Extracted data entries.
"""
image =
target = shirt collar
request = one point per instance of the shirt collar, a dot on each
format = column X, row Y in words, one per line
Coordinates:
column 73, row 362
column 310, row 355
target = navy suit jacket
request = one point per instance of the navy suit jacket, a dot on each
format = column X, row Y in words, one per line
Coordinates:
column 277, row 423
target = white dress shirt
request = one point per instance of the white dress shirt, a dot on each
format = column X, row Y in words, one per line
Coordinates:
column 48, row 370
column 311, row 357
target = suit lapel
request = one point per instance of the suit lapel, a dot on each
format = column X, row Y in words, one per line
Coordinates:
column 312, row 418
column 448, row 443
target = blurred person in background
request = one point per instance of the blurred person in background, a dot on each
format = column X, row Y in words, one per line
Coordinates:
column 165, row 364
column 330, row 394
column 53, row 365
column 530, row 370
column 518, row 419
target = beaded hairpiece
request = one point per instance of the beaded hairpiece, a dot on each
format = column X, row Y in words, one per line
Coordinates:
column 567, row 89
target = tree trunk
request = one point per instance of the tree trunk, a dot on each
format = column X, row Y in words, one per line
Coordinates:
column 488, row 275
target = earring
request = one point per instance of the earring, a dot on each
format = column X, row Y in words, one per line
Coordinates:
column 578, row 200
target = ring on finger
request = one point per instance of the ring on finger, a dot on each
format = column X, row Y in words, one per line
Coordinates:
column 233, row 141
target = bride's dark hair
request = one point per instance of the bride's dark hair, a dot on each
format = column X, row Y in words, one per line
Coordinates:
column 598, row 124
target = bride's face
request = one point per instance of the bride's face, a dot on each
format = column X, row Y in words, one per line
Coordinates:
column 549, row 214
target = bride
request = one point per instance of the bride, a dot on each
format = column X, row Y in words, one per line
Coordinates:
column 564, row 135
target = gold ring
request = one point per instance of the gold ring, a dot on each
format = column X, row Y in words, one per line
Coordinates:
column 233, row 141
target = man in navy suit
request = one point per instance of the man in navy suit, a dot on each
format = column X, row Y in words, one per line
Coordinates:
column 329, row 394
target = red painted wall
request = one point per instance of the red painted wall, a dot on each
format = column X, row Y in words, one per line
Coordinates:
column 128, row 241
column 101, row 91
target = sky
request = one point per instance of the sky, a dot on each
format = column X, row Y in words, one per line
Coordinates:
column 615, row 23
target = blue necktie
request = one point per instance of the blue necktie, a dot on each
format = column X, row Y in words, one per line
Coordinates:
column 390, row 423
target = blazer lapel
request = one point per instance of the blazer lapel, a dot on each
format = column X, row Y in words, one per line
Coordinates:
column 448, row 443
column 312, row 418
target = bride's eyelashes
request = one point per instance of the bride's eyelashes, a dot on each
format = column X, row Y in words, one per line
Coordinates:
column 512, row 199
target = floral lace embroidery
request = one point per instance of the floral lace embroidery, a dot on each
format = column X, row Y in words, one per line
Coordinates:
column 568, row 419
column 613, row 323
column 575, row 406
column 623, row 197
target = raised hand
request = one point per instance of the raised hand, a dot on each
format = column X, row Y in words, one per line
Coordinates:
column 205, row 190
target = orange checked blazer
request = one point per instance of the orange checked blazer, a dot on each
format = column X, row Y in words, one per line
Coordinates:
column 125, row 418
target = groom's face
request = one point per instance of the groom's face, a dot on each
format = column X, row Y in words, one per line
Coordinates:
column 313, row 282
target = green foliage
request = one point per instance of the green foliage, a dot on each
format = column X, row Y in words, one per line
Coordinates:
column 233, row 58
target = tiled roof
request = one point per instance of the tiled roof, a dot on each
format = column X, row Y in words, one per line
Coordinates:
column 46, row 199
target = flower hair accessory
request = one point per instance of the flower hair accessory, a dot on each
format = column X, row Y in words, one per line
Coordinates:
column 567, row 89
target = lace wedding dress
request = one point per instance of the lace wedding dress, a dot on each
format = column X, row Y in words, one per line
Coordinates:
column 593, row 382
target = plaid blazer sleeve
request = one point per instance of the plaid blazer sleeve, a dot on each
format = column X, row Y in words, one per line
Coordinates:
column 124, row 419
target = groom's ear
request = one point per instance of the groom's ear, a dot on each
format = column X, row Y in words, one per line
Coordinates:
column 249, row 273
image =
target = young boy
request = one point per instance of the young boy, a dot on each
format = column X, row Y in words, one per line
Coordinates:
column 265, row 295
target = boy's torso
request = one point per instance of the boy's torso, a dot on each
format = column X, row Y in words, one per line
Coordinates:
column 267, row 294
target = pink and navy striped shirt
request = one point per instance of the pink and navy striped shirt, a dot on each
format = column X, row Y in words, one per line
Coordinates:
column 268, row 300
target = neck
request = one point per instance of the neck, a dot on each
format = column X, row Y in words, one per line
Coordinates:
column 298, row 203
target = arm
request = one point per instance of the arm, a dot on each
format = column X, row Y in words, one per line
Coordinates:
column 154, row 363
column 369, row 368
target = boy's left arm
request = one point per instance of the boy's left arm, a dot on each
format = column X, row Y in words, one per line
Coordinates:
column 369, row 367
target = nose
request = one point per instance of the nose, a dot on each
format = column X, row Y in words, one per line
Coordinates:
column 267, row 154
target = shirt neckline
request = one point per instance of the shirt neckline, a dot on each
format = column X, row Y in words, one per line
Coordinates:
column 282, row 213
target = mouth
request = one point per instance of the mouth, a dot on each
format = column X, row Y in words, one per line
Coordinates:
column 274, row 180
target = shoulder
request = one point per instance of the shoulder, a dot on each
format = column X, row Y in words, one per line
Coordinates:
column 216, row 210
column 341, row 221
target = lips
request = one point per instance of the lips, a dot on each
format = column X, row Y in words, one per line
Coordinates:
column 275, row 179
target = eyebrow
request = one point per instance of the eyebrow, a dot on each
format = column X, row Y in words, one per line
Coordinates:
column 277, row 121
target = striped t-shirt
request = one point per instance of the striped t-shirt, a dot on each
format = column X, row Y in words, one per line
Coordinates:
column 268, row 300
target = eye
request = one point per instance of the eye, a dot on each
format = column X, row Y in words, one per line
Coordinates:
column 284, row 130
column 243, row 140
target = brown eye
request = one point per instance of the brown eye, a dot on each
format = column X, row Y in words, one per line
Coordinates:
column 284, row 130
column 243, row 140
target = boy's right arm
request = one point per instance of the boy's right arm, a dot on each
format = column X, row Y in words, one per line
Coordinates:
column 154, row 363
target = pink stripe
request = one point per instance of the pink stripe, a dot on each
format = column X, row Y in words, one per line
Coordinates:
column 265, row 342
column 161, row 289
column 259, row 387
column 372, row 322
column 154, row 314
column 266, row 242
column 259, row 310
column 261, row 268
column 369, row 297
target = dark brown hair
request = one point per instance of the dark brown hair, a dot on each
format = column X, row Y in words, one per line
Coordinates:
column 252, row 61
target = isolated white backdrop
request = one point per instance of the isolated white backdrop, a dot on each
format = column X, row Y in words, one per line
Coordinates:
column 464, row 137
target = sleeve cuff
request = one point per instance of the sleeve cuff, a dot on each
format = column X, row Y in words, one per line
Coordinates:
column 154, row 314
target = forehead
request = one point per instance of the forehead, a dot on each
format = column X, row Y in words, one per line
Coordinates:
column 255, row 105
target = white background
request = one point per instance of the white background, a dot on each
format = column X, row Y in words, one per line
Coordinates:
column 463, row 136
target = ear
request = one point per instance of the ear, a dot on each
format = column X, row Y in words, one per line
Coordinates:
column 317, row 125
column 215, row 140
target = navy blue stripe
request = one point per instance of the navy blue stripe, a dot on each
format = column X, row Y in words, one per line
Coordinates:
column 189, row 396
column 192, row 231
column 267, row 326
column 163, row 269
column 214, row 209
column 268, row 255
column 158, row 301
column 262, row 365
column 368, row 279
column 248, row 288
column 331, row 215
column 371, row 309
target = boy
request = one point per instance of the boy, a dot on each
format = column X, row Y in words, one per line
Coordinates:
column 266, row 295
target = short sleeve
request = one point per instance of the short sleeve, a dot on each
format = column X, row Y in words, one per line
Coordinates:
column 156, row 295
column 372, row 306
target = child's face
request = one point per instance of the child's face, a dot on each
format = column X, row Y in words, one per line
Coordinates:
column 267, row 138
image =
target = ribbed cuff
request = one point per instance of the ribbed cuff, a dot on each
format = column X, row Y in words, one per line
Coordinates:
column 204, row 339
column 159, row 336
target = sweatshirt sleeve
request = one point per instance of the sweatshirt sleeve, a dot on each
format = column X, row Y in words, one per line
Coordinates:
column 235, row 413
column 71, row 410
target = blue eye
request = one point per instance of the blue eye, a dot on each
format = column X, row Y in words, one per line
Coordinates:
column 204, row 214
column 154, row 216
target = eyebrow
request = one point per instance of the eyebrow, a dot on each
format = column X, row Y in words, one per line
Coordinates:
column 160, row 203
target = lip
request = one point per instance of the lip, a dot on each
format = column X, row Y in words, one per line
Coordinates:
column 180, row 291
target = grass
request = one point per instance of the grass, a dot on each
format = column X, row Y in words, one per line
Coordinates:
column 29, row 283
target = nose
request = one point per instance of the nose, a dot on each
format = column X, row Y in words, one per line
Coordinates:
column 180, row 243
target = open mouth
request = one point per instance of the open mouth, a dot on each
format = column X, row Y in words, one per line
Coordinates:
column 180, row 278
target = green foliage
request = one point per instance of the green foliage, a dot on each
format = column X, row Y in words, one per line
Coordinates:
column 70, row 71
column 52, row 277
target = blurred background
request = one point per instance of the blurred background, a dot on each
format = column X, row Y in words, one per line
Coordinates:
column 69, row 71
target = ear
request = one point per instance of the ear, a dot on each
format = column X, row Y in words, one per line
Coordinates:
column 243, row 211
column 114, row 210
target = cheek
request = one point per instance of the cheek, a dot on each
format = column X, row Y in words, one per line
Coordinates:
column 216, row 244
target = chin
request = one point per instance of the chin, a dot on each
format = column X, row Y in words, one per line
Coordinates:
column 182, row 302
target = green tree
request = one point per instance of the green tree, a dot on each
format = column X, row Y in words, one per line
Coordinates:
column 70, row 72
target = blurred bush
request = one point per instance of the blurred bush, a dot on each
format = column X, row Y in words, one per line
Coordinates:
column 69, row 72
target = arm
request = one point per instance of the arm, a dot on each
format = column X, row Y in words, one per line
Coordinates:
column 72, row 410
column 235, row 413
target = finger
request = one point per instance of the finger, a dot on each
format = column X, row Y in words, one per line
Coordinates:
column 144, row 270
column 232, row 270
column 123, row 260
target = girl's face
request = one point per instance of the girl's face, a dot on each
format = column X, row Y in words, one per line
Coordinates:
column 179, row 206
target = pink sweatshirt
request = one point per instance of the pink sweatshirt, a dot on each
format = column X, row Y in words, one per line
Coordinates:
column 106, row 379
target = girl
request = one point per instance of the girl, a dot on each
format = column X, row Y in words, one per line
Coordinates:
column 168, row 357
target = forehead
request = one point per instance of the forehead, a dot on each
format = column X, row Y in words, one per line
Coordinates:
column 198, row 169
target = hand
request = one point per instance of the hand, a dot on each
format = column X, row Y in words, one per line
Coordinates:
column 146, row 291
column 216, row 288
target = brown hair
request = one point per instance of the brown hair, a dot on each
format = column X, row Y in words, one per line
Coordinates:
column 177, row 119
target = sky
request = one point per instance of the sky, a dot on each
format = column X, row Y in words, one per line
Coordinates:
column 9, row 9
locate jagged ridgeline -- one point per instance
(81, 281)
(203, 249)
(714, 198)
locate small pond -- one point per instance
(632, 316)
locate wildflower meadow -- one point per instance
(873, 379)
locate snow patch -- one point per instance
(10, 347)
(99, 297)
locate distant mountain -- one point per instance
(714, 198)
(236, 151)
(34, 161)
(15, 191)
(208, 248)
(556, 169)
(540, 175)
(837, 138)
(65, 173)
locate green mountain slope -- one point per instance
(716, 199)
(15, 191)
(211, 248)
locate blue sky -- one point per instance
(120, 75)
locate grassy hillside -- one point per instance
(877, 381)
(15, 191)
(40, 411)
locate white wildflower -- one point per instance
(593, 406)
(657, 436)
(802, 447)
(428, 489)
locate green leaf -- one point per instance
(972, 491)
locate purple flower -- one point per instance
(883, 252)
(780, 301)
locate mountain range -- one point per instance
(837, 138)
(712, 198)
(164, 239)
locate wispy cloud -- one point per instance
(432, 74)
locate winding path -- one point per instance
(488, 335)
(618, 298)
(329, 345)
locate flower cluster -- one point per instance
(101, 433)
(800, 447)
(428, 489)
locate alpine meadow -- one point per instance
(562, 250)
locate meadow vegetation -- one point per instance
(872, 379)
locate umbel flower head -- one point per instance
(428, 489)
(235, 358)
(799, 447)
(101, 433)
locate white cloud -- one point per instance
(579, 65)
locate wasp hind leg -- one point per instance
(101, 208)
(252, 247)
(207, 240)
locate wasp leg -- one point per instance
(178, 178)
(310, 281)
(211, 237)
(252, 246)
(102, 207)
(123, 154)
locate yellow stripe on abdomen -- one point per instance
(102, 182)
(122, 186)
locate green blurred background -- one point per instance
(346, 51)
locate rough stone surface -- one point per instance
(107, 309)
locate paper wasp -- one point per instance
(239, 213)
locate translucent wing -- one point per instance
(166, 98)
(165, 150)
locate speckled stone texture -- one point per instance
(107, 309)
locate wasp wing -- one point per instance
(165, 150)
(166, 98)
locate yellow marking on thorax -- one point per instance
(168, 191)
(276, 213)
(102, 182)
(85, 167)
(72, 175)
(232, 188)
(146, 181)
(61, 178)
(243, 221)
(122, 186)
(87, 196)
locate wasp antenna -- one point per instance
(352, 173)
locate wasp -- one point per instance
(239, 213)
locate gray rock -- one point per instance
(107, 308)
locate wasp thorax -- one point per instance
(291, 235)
"""
AIM OF THE TASK.
Render the stretch of the listing from its start through the line containing "column 549, row 214", both ends included, as a Markdown table with the columns No. and Line: number each row and omit blank lines.

EXERCISE ANSWER.
| No. | Line |
|---|---|
| 1 | image = |
| 2 | target = shirt collar |
| 3 | request = one point per instance of the shirt collar, a dot on each |
| 4 | format = column X, row Y in words, one per line |
| 5 | Coordinates: |
| 6 | column 73, row 362 |
| 7 | column 310, row 355 |
| 8 | target = navy suit jacket |
| 9 | request = one point per instance of the navy suit jacket, a dot on each |
| 10 | format = column X, row Y in words, one per line |
| 11 | Coordinates: |
| 12 | column 277, row 423 |
| 13 | target = white dress shirt |
| 14 | request = one point per instance of the white dress shirt, a dot on each |
| 15 | format = column X, row Y in words, one per line |
| 16 | Coordinates: |
| 17 | column 48, row 370 |
| 18 | column 311, row 357 |
| 19 | target = suit lapel |
| 20 | request = one point per instance of the suit lapel, a dot on each |
| 21 | format = column X, row Y in words, one per line |
| 22 | Coordinates: |
| 23 | column 312, row 418 |
| 24 | column 448, row 443 |
| 25 | target = blurred person in background |
| 26 | request = one point per instance of the blurred person in background, a dot on each |
| 27 | format = column X, row Y in words, one per line |
| 28 | Coordinates: |
| 29 | column 165, row 364 |
| 30 | column 330, row 394 |
| 31 | column 53, row 365 |
| 32 | column 530, row 370 |
| 33 | column 518, row 419 |
| 34 | target = beaded hairpiece |
| 35 | request = one point per instance of the beaded hairpiece, a dot on each |
| 36 | format = column X, row Y in words, one per line |
| 37 | Coordinates: |
| 38 | column 567, row 89 |
| 39 | target = tree trunk |
| 40 | request = one point per instance of the tree trunk, a dot on each |
| 41 | format = column X, row Y in words, one per line |
| 42 | Coordinates: |
| 43 | column 488, row 275 |
| 44 | target = earring |
| 45 | request = one point per instance of the earring, a dot on each |
| 46 | format = column X, row Y in words, one per line |
| 47 | Coordinates: |
| 48 | column 578, row 200 |
| 49 | target = ring on finger |
| 50 | request = one point per instance of the ring on finger, a dot on each |
| 51 | format = column X, row Y in words, one per line |
| 52 | Coordinates: |
| 53 | column 233, row 141 |
| 54 | target = bride's dark hair |
| 55 | request = one point per instance of the bride's dark hair, a dot on each |
| 56 | format = column X, row Y in words, one per line |
| 57 | Coordinates: |
| 58 | column 598, row 124 |
| 59 | target = bride's face |
| 60 | request = one point per instance of the bride's face, a dot on each |
| 61 | format = column X, row Y in words, one per line |
| 62 | Coordinates: |
| 63 | column 549, row 214 |